DIRECTIVE:
Could you print everything from the first of the lines below down through the line containing "xmin=485 ymin=0 xmax=1045 ymax=540", with both of those lines included and every character unchanged?
┌──
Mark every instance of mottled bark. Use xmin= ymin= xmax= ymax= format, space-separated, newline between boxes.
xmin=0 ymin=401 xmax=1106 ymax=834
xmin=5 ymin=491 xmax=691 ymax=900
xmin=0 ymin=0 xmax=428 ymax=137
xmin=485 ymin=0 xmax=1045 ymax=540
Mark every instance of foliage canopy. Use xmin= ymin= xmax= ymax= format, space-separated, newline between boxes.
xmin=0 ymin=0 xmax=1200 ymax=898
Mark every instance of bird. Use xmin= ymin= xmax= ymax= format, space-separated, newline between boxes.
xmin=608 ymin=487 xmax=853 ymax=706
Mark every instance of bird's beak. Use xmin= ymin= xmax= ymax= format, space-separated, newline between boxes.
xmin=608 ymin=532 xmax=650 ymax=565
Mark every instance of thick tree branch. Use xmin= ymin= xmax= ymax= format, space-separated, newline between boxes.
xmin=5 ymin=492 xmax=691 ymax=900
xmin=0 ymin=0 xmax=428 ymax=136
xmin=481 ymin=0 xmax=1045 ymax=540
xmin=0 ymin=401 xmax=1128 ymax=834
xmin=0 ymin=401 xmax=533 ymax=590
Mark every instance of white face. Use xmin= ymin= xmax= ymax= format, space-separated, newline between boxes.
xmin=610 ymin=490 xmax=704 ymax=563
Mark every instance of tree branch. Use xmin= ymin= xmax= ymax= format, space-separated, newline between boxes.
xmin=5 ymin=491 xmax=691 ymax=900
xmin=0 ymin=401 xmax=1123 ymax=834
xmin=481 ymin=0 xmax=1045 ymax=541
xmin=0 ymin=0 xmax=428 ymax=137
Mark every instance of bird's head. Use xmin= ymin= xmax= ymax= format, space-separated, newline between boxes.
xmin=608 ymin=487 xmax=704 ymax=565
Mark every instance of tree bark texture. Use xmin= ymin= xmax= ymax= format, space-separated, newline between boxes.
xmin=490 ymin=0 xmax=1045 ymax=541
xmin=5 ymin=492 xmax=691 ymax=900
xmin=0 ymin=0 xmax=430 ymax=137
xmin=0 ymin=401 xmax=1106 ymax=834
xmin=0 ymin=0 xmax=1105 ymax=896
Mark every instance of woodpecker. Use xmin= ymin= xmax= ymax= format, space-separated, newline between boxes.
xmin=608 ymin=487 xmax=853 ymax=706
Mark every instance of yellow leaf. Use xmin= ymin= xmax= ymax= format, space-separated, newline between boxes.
└──
SOLUTION TO THIS PROBLEM:
Mark every instance of mottled bark. Use xmin= ymin= xmax= ymax= format, space-separated, newline between boxes.
xmin=0 ymin=401 xmax=1106 ymax=834
xmin=5 ymin=491 xmax=691 ymax=900
xmin=0 ymin=0 xmax=428 ymax=137
xmin=485 ymin=0 xmax=1045 ymax=540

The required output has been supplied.